§ Istruzioni esercizio
Trascrivi esattamente le righe dei dati a partire da quella che contiene "Category: white flower in grass", compresa, fino all'ultima riga dei dati inclusa.
○ ○ ○ ○
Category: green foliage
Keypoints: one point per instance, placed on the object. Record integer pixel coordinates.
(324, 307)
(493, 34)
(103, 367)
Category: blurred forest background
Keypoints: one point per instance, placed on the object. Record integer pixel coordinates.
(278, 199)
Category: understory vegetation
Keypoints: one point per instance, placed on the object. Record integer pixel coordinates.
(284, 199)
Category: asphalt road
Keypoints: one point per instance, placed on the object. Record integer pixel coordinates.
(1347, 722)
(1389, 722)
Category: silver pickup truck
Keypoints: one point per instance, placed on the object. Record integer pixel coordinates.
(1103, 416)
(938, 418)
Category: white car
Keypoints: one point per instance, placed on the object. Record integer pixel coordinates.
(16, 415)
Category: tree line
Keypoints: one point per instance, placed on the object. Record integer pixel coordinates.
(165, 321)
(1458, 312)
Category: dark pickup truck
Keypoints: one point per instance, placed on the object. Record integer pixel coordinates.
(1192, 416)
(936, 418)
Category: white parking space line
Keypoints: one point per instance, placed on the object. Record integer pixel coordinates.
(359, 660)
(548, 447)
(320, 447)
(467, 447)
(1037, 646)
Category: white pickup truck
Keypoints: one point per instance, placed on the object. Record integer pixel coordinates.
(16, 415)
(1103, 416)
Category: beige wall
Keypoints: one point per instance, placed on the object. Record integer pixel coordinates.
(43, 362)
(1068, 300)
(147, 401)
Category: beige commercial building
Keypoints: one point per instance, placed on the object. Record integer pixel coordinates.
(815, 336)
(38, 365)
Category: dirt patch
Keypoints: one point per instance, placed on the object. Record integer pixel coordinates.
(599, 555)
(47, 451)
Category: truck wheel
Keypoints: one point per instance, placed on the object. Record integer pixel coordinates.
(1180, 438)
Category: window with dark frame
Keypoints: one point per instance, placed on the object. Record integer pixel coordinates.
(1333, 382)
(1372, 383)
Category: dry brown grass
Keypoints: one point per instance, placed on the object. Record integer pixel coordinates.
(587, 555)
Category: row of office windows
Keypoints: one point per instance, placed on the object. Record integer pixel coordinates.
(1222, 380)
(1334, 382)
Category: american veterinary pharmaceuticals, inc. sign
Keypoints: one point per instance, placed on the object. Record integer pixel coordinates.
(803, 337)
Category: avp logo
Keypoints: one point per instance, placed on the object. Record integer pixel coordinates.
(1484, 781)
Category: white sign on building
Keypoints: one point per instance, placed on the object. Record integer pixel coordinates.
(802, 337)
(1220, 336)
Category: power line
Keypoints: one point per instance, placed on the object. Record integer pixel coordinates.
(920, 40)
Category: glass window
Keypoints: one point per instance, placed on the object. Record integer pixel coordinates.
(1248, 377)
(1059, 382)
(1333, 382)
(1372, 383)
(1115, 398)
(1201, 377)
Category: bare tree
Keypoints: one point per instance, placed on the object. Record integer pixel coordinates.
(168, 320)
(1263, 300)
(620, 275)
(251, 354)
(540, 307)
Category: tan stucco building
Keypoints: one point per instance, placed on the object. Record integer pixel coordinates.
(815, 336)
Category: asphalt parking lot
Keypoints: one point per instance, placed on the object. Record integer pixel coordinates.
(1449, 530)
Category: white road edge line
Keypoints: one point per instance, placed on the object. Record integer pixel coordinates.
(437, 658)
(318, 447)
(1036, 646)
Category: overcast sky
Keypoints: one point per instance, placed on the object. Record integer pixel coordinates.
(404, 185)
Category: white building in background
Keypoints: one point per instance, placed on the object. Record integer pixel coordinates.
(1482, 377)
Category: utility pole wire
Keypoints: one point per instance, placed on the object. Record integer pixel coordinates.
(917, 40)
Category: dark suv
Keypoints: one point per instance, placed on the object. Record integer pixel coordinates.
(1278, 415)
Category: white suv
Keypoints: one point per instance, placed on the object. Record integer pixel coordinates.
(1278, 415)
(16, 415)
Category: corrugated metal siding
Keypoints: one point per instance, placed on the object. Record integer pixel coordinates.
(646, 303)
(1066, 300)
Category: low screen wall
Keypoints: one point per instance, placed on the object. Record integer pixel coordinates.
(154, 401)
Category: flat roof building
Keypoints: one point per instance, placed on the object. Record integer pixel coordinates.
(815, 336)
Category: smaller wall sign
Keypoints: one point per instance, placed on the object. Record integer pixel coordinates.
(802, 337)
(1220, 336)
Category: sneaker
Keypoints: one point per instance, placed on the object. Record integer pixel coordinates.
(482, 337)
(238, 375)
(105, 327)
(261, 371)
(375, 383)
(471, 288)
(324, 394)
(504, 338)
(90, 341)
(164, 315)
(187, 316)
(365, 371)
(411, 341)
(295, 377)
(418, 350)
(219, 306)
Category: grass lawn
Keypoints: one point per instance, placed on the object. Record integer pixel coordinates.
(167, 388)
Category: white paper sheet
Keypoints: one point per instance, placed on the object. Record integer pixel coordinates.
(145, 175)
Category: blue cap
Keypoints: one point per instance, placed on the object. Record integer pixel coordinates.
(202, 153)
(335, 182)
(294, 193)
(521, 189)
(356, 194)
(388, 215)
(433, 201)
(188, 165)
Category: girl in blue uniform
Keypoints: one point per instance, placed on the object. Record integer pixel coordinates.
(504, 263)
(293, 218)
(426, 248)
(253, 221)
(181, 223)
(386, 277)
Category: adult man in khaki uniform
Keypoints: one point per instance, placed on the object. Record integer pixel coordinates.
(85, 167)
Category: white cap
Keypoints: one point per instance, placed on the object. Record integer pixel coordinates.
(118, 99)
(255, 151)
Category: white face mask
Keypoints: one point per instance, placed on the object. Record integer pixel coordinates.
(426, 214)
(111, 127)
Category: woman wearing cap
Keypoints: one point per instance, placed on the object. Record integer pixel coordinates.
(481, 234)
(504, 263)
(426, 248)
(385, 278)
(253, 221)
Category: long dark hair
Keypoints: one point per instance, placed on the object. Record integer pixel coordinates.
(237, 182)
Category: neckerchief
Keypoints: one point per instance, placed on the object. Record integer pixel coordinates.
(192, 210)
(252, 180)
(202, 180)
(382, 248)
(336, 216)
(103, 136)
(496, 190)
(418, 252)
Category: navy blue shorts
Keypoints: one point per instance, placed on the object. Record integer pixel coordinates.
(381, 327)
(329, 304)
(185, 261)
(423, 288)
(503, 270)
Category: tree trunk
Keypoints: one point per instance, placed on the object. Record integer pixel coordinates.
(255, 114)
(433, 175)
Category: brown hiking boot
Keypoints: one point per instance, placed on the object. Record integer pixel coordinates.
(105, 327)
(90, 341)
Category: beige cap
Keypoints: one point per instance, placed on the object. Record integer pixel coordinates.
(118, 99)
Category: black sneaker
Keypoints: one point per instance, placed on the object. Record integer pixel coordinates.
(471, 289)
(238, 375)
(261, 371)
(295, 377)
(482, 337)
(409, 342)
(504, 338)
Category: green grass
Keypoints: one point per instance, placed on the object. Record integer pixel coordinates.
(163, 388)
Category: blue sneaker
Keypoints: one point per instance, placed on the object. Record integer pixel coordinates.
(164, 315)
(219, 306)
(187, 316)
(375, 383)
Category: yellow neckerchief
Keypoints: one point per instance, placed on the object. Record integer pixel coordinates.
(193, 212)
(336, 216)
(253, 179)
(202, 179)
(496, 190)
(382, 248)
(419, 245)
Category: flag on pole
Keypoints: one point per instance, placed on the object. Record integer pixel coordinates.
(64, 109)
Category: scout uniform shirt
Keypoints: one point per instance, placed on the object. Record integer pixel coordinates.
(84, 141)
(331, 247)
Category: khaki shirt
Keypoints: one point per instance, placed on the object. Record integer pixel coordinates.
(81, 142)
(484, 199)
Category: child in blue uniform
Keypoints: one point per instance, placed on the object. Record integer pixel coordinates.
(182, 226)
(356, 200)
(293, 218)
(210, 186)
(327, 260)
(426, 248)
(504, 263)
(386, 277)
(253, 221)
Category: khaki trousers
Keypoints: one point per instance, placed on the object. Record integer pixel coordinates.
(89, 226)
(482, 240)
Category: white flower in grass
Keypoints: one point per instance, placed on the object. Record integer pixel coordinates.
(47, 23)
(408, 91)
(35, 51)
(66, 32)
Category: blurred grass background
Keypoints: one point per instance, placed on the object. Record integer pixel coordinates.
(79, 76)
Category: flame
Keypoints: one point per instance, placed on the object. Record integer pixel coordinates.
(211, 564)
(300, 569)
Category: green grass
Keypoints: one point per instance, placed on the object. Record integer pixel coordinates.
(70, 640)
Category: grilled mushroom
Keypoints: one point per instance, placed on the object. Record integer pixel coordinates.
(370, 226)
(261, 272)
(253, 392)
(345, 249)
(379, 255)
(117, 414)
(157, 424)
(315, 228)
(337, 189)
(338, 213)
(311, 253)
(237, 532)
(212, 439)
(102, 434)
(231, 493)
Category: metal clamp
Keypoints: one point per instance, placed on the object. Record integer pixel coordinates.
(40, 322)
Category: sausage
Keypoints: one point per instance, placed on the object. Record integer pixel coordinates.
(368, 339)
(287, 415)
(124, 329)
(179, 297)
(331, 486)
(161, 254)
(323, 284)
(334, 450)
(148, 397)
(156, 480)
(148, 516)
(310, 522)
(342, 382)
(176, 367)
○ ○ ○ ○
§ Risposta attesa
Category: white flower in grass
Keypoints: one point per instance, placed on the object. Record integer pixel coordinates.
(47, 23)
(408, 91)
(35, 51)
(66, 32)
Category: blurred grass background
Keypoints: one point per instance, placed on the object. Record integer pixel coordinates.
(79, 76)
Category: flame
Keypoints: one point per instance, placed on the object. Record integer pixel coordinates.
(211, 564)
(300, 569)
Category: green grass
Keypoints: one point per instance, placed on the object. Record integer pixel coordinates.
(70, 640)
Category: grilled mushroom
Keypoints: one point per instance, placed on the object. Record integer pixel coordinates.
(370, 226)
(261, 272)
(253, 392)
(345, 249)
(379, 255)
(117, 414)
(157, 424)
(315, 228)
(337, 189)
(338, 213)
(311, 253)
(237, 532)
(212, 439)
(102, 434)
(231, 493)
Category: metal clamp
Keypoints: one point per instance, placed on the object. Record integer pixel coordinates.
(40, 322)
Category: sausage
Keypoints: one point per instance, placed on the object. Record integer pixel coordinates.
(368, 339)
(287, 415)
(124, 329)
(179, 297)
(331, 486)
(161, 254)
(323, 284)
(334, 450)
(148, 397)
(156, 480)
(148, 516)
(310, 522)
(342, 382)
(176, 367)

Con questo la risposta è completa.